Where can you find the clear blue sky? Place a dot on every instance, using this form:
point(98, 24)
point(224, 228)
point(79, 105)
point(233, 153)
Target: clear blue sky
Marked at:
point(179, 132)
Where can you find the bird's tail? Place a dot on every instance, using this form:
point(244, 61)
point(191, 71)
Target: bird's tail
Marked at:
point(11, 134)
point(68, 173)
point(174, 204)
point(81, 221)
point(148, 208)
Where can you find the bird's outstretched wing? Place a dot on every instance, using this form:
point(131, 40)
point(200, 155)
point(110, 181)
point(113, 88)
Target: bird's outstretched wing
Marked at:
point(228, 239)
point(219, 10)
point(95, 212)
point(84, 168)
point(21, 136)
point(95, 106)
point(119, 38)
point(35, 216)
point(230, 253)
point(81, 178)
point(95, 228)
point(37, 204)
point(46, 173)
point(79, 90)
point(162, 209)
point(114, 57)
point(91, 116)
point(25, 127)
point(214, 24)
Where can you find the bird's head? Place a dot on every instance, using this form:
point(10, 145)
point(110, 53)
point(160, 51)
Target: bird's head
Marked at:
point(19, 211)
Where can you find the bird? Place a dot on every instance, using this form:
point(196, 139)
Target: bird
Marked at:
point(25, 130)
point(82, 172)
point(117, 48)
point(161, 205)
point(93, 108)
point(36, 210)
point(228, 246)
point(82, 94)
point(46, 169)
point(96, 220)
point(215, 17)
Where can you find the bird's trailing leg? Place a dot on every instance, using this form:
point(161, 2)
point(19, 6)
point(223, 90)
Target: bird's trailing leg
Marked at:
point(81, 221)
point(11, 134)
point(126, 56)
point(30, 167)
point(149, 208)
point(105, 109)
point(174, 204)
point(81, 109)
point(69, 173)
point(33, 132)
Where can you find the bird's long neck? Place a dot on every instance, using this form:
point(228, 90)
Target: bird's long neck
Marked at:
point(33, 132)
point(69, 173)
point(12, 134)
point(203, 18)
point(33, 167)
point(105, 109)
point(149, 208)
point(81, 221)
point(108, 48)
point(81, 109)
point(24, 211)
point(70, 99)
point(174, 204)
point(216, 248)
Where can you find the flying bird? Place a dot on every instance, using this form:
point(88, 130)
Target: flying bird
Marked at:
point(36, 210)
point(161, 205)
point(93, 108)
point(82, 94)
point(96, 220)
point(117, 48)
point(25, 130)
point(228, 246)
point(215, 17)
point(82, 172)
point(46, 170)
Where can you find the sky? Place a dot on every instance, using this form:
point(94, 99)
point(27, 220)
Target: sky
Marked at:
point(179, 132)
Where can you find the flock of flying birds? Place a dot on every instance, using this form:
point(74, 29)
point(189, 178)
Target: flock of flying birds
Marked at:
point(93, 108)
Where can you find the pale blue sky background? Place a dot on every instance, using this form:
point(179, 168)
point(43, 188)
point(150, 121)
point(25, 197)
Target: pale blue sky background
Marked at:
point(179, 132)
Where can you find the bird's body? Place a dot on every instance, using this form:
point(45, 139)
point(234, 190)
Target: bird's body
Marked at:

-*-*-

Select every line of the records holding the string "neck".

Where can you find the bird's long neck? Place a dot on every instance, using this form:
Target: bird's long neck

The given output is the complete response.